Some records
= = = = =

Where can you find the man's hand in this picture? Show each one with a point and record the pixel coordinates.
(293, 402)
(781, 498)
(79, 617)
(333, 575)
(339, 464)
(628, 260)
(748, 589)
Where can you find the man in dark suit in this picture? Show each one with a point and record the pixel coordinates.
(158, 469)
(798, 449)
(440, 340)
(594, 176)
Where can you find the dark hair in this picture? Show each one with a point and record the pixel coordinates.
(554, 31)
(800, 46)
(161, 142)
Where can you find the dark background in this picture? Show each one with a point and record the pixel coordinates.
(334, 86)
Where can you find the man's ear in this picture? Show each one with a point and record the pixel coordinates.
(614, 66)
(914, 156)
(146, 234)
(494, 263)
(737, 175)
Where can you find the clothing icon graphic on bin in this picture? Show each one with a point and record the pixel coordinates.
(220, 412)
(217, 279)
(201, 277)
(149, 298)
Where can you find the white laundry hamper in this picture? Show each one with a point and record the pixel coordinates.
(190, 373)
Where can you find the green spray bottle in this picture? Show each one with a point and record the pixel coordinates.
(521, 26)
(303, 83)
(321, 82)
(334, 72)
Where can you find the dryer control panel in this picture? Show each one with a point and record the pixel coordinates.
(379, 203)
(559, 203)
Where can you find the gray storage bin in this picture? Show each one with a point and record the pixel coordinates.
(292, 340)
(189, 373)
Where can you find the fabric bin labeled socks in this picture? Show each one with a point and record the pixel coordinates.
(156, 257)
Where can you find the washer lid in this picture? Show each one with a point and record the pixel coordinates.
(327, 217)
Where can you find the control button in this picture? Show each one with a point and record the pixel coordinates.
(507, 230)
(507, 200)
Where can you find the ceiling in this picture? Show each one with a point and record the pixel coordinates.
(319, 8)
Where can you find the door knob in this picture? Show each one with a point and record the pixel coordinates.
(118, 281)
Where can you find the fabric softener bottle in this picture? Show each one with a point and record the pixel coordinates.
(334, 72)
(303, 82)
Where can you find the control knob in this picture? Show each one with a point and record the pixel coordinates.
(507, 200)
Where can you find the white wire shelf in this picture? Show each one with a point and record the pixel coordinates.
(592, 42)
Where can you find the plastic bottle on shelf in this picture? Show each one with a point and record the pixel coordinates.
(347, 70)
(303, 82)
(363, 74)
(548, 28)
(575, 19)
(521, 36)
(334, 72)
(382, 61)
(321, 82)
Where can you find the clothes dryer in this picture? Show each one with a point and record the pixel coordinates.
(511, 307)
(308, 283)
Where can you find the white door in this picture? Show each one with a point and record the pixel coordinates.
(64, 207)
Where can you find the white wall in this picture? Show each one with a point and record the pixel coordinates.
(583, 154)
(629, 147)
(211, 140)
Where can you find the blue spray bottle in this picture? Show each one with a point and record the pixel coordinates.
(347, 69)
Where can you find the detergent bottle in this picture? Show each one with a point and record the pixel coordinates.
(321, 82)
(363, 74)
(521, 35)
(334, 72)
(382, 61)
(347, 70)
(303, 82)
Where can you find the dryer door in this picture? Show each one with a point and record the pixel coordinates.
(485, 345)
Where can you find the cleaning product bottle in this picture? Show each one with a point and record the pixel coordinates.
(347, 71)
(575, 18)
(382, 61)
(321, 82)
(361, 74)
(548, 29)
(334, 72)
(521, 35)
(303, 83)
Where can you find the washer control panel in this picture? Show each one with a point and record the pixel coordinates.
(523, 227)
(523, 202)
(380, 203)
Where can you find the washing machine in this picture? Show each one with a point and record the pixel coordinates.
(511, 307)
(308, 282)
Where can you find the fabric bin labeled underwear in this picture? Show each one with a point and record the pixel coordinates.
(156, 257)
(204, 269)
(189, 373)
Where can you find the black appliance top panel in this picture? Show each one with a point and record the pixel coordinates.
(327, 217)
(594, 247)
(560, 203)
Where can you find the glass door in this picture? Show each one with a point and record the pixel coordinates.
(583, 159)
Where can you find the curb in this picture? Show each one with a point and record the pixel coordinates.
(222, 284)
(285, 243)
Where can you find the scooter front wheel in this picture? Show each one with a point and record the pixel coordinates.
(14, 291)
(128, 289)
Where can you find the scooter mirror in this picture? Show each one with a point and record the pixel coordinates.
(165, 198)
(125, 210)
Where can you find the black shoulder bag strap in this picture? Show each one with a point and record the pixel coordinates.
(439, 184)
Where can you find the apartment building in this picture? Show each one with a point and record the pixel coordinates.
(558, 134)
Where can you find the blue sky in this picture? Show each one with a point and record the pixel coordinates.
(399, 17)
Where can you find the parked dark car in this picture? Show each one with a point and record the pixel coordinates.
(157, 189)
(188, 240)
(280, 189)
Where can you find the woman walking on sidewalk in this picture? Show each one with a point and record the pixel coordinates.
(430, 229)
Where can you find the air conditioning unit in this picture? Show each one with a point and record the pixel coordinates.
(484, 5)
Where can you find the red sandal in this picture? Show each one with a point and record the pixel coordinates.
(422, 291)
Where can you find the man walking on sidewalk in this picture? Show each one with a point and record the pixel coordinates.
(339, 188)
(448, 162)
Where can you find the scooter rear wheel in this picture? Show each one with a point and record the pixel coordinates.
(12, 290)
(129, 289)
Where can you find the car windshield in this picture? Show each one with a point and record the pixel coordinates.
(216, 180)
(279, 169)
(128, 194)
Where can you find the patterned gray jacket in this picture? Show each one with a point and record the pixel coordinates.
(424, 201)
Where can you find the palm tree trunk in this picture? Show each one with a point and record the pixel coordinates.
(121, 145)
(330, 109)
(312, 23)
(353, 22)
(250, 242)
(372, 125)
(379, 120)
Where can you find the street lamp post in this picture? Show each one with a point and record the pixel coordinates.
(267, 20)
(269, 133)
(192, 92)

= = = = =

WORK REQUIRED
Render the items from the line containing "Where can you find the street" through the end of the items as a two-column CSV with columns named "item_text" and "answer". Give one row per item, put each field in quotes, and replace line breaks with spaces.

COMPLETED TASK
item_text,answer
"Where can you find the street lamp post in this picture? Show each one with a point and record the pixel coordinates.","(267, 20) (269, 133) (192, 92)"